*Assignment*:
Your response must be an exact transcription of the lines from the one containing "In this picture, where can the white paper" through the final line of the data.

* * * * *

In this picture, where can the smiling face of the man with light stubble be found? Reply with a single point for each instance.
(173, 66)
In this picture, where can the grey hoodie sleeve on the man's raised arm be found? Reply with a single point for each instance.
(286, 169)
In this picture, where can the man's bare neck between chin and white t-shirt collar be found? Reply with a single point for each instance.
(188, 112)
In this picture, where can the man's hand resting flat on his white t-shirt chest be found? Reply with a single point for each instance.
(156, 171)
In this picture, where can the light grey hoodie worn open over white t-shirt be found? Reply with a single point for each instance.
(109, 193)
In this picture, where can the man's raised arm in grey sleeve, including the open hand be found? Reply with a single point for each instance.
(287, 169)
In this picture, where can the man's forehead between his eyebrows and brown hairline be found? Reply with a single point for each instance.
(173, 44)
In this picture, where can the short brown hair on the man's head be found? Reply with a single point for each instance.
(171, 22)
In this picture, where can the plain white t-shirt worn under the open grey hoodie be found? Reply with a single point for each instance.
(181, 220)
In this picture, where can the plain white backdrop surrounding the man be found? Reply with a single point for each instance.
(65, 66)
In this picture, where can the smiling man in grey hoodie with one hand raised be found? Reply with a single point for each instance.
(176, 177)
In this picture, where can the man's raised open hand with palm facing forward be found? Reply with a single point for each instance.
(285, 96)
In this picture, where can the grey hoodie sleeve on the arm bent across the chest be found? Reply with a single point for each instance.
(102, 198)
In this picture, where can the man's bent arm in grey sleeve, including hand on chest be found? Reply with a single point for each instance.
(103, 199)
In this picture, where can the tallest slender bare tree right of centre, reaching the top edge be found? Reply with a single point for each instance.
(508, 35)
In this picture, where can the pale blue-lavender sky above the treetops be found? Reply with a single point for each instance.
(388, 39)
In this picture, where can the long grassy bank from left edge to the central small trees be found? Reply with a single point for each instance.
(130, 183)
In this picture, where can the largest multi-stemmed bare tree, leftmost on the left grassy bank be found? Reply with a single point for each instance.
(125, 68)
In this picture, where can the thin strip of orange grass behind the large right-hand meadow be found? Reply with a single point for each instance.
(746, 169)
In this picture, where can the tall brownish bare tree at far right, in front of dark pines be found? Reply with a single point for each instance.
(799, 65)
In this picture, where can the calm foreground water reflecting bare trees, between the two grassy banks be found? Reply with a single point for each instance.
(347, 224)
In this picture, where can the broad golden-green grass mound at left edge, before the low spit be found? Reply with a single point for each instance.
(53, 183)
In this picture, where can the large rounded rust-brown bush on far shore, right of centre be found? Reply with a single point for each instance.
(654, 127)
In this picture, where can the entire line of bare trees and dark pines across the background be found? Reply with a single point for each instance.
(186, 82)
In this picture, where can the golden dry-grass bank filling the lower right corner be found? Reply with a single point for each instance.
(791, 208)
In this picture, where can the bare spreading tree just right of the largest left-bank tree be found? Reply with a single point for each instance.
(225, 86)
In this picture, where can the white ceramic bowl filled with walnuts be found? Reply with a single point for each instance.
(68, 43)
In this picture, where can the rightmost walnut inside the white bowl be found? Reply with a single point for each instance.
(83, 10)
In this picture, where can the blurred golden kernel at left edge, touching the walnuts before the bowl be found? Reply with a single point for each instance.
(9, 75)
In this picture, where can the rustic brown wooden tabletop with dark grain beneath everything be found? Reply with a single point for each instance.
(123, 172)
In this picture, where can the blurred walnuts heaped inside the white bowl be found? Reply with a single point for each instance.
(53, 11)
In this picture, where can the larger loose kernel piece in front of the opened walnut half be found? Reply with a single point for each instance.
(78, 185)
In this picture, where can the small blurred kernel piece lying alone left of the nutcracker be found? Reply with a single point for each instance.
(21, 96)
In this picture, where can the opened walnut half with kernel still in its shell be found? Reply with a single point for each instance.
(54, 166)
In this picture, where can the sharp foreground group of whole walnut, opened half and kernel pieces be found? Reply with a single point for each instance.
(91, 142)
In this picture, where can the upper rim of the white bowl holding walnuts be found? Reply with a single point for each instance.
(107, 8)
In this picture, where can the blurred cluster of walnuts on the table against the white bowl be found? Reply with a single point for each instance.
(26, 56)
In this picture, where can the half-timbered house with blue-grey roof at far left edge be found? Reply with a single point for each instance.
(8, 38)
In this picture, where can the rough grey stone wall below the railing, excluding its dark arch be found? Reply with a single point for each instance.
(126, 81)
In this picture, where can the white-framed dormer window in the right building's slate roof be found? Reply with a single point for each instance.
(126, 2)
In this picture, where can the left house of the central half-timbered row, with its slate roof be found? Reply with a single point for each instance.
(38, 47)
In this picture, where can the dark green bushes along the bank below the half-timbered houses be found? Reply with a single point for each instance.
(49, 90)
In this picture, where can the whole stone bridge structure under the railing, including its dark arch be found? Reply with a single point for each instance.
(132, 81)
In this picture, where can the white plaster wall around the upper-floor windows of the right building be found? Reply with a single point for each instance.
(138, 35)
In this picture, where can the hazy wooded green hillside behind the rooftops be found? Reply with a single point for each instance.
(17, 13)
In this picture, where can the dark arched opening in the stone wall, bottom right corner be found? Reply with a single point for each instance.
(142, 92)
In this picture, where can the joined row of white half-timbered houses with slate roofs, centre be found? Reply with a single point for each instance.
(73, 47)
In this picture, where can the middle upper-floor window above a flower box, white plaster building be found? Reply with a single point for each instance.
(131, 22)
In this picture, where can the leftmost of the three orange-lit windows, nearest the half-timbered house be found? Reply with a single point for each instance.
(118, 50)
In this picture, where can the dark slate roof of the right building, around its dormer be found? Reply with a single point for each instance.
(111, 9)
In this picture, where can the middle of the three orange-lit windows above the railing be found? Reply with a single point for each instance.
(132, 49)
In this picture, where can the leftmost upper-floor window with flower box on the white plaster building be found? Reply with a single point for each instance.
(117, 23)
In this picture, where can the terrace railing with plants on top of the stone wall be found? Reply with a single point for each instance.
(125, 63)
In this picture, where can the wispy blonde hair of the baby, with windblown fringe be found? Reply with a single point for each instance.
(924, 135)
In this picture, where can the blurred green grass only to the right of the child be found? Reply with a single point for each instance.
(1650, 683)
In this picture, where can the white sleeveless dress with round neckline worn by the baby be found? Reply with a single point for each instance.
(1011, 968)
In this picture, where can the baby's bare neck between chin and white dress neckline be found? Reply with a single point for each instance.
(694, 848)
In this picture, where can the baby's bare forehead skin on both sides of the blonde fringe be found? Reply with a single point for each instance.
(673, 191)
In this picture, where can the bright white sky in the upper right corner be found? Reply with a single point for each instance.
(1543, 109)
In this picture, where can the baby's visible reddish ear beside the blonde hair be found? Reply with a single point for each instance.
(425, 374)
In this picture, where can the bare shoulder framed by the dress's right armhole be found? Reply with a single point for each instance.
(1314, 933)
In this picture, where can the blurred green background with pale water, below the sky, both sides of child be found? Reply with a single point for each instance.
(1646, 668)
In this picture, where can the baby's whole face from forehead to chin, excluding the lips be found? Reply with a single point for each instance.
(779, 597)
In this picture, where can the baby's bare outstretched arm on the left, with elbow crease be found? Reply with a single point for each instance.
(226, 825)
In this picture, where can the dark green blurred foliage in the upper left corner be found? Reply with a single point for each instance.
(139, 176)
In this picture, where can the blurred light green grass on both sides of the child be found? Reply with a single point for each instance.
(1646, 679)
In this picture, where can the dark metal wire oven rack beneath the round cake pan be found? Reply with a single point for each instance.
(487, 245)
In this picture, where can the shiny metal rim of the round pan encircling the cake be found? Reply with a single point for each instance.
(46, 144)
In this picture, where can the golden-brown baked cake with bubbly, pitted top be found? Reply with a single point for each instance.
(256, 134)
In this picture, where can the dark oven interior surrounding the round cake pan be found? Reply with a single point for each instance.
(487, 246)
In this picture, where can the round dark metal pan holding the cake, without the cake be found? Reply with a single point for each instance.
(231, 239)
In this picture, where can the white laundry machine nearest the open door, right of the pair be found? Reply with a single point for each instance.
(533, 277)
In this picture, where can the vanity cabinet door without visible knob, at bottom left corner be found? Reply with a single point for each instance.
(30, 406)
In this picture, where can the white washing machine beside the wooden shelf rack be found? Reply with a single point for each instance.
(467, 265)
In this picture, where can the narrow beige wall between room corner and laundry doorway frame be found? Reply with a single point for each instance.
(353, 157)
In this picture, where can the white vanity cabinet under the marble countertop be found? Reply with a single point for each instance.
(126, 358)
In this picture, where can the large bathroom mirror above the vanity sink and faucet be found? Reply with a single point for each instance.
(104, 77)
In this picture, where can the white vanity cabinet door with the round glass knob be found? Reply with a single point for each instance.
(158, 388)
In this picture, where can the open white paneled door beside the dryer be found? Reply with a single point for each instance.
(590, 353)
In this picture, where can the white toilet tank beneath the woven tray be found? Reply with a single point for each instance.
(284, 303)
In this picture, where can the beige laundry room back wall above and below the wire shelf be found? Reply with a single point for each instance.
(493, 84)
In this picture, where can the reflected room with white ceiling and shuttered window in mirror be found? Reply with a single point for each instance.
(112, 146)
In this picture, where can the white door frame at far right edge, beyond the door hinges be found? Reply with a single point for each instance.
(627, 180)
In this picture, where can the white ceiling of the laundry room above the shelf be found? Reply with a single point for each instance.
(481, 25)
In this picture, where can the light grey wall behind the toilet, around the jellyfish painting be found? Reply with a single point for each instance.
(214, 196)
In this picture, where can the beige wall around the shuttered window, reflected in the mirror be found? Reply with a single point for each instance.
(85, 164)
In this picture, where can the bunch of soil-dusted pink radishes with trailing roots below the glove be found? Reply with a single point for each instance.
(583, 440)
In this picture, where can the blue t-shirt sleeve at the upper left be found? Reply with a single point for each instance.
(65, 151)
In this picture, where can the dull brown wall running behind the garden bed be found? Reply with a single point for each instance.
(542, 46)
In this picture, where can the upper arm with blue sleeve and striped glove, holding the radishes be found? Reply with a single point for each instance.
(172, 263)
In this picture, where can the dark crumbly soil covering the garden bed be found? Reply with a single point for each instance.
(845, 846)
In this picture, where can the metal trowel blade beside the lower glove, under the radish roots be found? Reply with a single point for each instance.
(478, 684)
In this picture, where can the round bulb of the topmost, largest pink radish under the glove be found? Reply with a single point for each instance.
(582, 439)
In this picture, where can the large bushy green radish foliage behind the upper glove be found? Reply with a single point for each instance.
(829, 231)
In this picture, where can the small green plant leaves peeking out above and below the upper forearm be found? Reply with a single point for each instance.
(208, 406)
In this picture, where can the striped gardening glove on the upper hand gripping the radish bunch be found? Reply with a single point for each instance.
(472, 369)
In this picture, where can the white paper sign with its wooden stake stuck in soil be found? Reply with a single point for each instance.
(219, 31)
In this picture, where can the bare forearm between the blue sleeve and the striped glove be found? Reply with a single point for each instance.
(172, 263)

* * * * *

*Response to this exercise*:
In this picture, where can the white paper sign with its wooden stake stuck in soil be found? Reply with a single point for each instance.
(219, 31)
In this picture, where can the bare forearm between the blue sleeve and the striped glove be found? Reply with a single point for each instance.
(172, 263)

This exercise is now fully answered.